### PROBLEM TO WORK ON
An exact, word-for-word copy of the entries is required, beginning at the line that contains "The component shall locate the blue" and ending at the last line, both included.

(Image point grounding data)
·····
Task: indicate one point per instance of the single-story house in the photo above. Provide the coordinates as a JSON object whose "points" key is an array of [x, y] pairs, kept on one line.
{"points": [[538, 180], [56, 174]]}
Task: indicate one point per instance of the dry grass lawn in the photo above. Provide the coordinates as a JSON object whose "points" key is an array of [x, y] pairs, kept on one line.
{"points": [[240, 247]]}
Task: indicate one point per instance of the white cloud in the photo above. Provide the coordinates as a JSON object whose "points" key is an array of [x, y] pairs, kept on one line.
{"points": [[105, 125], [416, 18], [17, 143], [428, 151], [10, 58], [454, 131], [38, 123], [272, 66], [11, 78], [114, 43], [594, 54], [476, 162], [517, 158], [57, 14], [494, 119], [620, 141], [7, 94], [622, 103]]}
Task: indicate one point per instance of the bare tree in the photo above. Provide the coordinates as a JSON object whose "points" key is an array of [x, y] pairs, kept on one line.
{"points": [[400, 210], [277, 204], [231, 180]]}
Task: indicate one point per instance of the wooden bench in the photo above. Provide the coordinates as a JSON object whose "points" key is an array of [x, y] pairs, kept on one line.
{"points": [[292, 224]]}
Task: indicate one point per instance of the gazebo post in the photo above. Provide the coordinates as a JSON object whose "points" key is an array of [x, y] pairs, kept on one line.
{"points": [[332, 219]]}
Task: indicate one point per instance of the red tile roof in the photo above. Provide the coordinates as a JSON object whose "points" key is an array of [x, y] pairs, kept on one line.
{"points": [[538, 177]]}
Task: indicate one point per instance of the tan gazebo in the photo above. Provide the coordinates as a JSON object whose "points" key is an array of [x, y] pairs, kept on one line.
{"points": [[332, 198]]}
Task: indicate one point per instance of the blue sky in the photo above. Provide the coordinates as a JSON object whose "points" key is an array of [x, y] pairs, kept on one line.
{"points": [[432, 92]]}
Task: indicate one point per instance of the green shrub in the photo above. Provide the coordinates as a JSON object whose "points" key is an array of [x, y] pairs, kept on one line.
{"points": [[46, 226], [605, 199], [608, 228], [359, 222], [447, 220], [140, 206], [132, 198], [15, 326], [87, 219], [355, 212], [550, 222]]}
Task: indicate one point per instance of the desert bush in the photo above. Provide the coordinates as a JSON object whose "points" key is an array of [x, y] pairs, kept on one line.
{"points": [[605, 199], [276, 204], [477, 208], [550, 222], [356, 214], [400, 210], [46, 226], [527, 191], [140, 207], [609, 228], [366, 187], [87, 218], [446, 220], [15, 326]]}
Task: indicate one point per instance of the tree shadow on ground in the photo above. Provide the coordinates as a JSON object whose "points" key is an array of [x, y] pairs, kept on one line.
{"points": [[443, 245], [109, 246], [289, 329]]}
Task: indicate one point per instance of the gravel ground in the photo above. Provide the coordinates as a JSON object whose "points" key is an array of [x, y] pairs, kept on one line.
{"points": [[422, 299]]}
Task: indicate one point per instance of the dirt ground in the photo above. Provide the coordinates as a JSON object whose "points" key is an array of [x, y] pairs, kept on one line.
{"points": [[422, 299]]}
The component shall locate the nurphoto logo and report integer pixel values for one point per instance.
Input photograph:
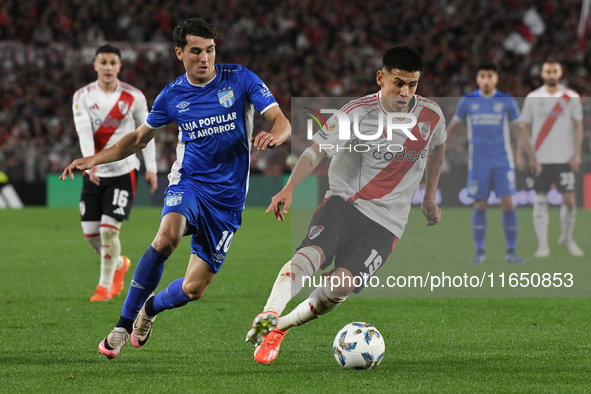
(340, 120)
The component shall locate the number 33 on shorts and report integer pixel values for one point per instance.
(225, 241)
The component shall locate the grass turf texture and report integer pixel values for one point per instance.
(50, 331)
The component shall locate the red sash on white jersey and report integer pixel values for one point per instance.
(387, 179)
(118, 112)
(556, 111)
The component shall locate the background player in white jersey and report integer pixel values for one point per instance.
(555, 116)
(104, 112)
(488, 113)
(368, 201)
(213, 105)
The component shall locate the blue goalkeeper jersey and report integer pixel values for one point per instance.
(489, 135)
(215, 123)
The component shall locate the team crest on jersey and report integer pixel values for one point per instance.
·····
### REPLY
The component shall locate the blue goalkeeper jersey and report integer pixel values for one point per instance.
(489, 135)
(215, 123)
The component shall locate the team crest on jersey and report integer pixel values for one point per instance.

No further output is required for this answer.